Short task:
Please reproduce the records starting at the line that contains "query: the noun phrase to segment: red ribbon" and ending at the line that contains "MULTIPOLYGON (((325 395, 317", both included, rescaling every coordinate in the answers by multiplying it by 1.85 and rounding to a whole number, with halves rounded up. Leave the requests and their format samples unchanged, and return only those lines.

Given records:
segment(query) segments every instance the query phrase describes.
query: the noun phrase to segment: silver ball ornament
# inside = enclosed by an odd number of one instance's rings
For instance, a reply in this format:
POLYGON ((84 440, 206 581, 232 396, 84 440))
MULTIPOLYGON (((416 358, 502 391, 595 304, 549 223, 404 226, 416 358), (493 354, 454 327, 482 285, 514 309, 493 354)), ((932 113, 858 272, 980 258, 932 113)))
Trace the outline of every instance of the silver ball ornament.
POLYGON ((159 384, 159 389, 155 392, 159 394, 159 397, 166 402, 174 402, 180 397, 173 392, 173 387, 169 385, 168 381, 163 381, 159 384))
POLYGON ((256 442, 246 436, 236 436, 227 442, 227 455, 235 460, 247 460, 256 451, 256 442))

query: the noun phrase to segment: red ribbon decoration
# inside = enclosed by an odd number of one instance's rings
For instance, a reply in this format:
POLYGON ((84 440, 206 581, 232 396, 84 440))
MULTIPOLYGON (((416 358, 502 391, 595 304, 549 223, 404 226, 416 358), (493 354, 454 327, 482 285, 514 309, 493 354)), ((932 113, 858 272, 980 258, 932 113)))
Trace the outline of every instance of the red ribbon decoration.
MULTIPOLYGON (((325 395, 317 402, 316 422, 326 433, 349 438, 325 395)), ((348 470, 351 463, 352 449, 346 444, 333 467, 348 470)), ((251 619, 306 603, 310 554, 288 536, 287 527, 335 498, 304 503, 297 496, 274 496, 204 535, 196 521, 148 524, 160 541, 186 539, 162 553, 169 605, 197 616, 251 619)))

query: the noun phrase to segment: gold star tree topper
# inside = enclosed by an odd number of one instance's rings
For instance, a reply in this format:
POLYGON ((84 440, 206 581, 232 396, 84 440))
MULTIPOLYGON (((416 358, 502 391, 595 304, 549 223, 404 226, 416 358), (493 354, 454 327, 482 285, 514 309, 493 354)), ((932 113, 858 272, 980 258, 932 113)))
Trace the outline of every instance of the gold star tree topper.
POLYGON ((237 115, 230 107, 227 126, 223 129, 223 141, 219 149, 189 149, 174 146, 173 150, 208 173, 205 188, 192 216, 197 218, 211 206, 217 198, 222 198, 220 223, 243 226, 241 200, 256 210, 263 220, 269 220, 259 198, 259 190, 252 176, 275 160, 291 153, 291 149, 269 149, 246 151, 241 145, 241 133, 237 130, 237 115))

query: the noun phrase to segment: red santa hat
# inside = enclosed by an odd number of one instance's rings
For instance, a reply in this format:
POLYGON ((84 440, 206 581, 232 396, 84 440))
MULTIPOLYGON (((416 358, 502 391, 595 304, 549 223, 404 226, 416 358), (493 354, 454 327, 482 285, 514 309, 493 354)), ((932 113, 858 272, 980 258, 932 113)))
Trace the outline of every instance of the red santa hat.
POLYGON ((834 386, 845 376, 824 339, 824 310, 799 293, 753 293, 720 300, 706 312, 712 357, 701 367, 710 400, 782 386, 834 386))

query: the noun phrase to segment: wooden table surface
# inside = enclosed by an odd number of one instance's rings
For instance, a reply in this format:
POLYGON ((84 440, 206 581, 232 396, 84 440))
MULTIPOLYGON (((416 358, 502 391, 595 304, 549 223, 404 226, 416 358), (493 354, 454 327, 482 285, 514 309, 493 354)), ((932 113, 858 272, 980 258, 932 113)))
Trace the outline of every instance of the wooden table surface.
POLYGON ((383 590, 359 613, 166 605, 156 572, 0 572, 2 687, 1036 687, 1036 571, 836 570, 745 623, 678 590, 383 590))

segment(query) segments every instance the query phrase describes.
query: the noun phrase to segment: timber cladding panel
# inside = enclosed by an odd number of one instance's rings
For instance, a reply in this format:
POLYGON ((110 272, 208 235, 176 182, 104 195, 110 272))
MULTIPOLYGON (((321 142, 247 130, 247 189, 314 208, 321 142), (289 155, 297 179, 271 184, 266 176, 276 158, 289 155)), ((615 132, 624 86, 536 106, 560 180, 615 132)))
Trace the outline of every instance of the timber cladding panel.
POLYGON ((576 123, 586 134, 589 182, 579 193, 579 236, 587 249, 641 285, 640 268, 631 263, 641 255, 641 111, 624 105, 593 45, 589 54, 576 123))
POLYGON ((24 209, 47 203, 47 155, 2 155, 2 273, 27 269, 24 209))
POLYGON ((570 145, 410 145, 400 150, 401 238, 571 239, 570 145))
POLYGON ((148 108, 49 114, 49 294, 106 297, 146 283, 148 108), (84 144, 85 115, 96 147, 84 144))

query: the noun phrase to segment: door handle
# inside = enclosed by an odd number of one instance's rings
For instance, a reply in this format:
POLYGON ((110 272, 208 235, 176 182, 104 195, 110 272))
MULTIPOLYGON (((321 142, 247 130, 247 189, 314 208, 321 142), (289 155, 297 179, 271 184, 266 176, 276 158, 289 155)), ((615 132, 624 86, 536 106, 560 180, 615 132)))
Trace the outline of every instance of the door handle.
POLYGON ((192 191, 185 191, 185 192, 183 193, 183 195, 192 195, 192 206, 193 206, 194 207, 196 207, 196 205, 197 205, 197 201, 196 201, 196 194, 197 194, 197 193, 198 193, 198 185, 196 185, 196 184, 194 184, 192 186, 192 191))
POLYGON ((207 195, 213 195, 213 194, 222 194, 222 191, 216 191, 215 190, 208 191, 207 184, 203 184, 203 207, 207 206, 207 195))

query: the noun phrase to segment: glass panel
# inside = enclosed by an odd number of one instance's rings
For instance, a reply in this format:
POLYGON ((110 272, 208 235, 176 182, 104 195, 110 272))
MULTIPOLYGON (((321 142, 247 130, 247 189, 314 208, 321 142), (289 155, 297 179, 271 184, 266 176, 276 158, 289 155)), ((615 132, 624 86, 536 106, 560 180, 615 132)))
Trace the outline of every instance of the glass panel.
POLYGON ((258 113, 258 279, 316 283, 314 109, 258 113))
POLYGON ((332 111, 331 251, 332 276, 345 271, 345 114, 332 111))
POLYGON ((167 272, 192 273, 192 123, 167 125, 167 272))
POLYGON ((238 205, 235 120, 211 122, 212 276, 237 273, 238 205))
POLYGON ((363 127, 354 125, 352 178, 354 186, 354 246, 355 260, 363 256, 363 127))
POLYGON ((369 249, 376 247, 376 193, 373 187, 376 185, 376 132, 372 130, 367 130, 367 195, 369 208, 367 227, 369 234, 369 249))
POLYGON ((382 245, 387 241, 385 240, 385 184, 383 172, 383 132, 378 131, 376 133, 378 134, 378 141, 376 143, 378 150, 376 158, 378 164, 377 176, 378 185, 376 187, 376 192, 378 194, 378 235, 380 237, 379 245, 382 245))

Worked solution:
query: the noun phrase to segment: red ribbon decoration
# inside = enclosed by an odd number of one instance's rings
For instance, a reply in this format:
POLYGON ((84 440, 206 581, 232 396, 84 440))
MULTIPOLYGON (((416 358, 502 391, 595 304, 549 223, 404 226, 416 358), (493 354, 454 327, 482 285, 514 309, 493 354)), ((932 113, 858 272, 980 258, 932 113)))
Trace the outline of every instance of the red ribbon decoration.
MULTIPOLYGON (((601 731, 586 744, 585 781, 603 801, 646 810, 601 731)), ((644 870, 649 857, 651 831, 640 821, 616 864, 644 870)), ((464 1145, 566 1116, 574 1025, 533 992, 531 975, 620 921, 562 931, 549 918, 507 918, 377 990, 363 964, 274 969, 296 1001, 344 997, 300 1023, 313 1119, 364 1140, 464 1145)))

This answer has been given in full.